◆ Data shown ◆
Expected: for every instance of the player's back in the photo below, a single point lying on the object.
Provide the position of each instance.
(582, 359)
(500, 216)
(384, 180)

◆ What is expected ◆
Please copy the data in full, character for character.

◆ Answer section ◆
Expected: for every instance of the player's back in the photo below, a single point lying on the object.
Provide the position of each instance.
(582, 359)
(500, 216)
(384, 180)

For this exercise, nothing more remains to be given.